— start —

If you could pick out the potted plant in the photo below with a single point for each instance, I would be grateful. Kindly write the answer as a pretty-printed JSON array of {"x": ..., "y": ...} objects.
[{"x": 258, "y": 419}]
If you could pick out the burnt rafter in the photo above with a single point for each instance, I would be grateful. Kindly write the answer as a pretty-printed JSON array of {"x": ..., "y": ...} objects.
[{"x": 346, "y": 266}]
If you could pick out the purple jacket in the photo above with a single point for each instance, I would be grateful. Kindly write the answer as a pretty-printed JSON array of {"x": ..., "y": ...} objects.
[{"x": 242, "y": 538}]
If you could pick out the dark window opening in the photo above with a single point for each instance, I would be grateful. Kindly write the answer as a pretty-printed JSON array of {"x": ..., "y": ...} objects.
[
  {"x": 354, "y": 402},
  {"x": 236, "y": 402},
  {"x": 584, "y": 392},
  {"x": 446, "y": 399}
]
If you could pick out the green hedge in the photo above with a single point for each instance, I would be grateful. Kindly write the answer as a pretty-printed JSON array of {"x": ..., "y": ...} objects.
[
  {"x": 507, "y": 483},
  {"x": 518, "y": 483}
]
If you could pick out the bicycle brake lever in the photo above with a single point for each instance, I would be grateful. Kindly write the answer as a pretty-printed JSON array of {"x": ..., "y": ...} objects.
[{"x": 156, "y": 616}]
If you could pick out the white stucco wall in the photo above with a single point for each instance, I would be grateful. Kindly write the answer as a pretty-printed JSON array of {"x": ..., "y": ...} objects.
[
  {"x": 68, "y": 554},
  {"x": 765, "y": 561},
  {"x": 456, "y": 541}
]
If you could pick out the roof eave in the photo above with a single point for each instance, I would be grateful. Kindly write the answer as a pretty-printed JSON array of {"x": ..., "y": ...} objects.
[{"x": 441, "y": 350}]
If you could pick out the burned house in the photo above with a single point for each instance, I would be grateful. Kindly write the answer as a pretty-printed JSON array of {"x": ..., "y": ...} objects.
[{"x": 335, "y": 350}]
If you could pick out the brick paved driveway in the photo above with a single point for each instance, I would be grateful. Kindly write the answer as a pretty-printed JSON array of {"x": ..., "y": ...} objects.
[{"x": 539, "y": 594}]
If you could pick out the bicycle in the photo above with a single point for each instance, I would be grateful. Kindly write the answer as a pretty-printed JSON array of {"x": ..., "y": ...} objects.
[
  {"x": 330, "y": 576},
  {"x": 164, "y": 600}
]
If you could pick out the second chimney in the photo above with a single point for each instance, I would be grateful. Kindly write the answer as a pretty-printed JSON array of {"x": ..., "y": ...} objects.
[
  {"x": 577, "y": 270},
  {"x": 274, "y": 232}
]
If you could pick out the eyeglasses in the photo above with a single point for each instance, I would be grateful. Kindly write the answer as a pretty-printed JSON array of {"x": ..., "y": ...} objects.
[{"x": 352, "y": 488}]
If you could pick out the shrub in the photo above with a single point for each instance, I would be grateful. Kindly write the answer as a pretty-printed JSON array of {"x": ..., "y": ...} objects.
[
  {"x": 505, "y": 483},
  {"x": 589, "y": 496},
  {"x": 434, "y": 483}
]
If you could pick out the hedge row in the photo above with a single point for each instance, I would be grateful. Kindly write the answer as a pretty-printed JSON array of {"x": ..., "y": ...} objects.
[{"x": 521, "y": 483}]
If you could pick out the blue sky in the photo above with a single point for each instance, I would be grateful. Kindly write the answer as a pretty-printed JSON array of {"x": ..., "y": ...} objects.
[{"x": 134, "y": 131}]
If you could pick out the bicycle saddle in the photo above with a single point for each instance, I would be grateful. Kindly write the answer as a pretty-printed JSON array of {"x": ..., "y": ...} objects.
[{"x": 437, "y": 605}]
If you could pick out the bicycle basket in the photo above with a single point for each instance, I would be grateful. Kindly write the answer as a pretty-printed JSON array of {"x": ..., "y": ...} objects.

— end —

**Exercise requirements**
Give back, exactly as written, the lines from the one with "If you could pick out the hedge" to the last line.

**Exercise answer**
If you could pick out the hedge row in the photo above with a single point for each instance, I would be grateful. Kindly write the answer as a pretty-printed JSON array of {"x": ..., "y": ...} objects.
[{"x": 521, "y": 483}]
If you could pick out the blue sky in the photo above with a single point for each instance, I would be grateful. Kindly write the answer as a pretty-printed JSON array of {"x": ..., "y": ...} objects.
[{"x": 134, "y": 131}]
If you could pick out the bicycle saddle in the photo above with a single point for each instance, I would be grateful. Kindly write the answer as a pretty-printed JSON array of {"x": ..., "y": ...} objects.
[{"x": 437, "y": 605}]
If you could pick out the bicycle basket in the photo above with a single point for each instance, I would be grateful. Kindly write the answer as a pretty-printed JSON array of {"x": ..., "y": ...} objects.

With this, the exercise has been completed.